[Given exercise 1] Identify each line in the records below that contains the string "jacket", and copy those lines in full. Matching is case-sensitive.
Start of Page extract
While an active interest in politics is not necessary, if you are one of those people who refuse to listen to any discussion of the intricacies of politics, you may want to wait until a class comes along that you are interested in -- it's very hard to work in a class that's completely uninteresting to you. To determine whether you're interested, ask yourself: were you interested in the recent election brouhaha? Would you be interested to figure out how much power the president, or Florida, has? Does learning about different ways of voting, and their benefits and problems sound interesting? How about learning a little ``game-theory''? You could also look through the chapter headings in the book and read through some exercises (just don't mistake intimidation because you haven't yet learned some of the terms for a lack of interest).

Also, if you plan on not putting a lot of effort into this class, you should wait until you can put the effort into it: you will get more out of it (as well as being more likely to pass it), and it's more fair to the rest of the class.

How can you succeed in this course?:

As I mentioned above, being interested (or willing to be interested)
and being willing to work hard are the two critical factors for
success in this course.

** Plan to spend an average of 9
hours a week outside of class working on this course.** As usual,
some weeks you will spend more time on this class, while others will be
less frenetic (relatively speaking). Also, of course, be aware that
some people can get away with spending less time on the course than
others can. Just because your friend or neighbor isn't working hard
doesn't mean that you won't have to.
End of Page extract
Start of Records shown
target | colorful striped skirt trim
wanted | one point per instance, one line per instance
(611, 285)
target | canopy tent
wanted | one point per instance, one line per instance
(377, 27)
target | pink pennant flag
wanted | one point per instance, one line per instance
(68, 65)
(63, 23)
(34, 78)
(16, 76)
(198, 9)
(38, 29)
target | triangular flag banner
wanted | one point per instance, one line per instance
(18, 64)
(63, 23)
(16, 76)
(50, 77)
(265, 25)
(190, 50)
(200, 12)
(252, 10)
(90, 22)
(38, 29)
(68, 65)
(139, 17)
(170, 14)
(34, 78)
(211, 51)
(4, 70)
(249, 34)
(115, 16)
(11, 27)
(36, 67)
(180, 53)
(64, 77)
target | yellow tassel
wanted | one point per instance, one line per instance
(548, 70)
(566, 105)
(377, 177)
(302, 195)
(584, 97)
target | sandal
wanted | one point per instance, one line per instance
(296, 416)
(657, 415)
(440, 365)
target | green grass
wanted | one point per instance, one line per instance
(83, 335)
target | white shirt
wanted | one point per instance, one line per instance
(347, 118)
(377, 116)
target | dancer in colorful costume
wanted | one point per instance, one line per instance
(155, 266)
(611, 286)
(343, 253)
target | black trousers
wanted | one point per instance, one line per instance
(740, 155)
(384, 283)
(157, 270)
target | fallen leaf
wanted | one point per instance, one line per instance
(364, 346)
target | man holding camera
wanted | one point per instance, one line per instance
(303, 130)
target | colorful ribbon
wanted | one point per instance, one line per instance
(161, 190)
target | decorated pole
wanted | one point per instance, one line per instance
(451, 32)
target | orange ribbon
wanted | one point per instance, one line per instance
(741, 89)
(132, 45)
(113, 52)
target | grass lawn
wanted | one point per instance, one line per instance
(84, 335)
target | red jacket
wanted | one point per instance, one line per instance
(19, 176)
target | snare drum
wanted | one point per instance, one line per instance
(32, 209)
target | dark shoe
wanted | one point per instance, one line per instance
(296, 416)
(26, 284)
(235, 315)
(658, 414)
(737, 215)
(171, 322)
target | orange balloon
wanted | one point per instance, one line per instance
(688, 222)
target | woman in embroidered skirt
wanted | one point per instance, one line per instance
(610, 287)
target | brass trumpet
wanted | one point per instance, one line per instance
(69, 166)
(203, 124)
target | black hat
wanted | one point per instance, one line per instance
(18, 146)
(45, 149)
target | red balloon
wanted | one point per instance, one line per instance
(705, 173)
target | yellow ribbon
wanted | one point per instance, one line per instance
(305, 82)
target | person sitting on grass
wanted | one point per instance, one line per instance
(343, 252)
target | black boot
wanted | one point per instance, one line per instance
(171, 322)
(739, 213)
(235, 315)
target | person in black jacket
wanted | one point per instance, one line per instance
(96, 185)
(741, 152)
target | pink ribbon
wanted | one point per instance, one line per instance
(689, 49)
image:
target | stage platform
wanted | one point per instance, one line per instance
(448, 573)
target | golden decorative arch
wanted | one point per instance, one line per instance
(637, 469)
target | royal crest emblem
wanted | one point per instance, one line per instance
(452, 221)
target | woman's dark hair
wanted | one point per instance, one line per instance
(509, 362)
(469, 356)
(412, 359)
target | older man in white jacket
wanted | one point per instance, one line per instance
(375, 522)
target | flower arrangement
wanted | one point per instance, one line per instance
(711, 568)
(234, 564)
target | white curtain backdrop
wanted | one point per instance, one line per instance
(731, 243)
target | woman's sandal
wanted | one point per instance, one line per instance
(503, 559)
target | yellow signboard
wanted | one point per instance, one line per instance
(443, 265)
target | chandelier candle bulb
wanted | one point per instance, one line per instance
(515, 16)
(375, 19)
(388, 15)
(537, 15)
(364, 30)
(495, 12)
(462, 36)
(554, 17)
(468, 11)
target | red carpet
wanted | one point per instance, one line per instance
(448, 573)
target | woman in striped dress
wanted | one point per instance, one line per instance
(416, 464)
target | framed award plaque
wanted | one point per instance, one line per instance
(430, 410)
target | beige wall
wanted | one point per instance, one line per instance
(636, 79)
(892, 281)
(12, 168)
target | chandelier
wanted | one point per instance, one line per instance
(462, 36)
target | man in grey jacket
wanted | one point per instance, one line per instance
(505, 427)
End of Records shown
[Given exercise 2] From the course advice above, reproduce the passage starting at "and being willing" and ending at "won't have to.", word for word.

[Written reply 1]
target | red jacket
target | person in black jacket
target | older man in white jacket
target | man in grey jacket

[Written reply 2]
and being willing to work hard are the two critical factors for
success in this course.

** Plan to spend an average of 9
hours a week outside of class working on this course.** As usual,
some weeks you will spend more time on this class, while others will be
less frenetic (relatively speaking). Also, of course, be aware that
some people can get away with spending less time on the course than
others can. Just because your friend or neighbor isn't working hard
doesn't mean that you won't have to.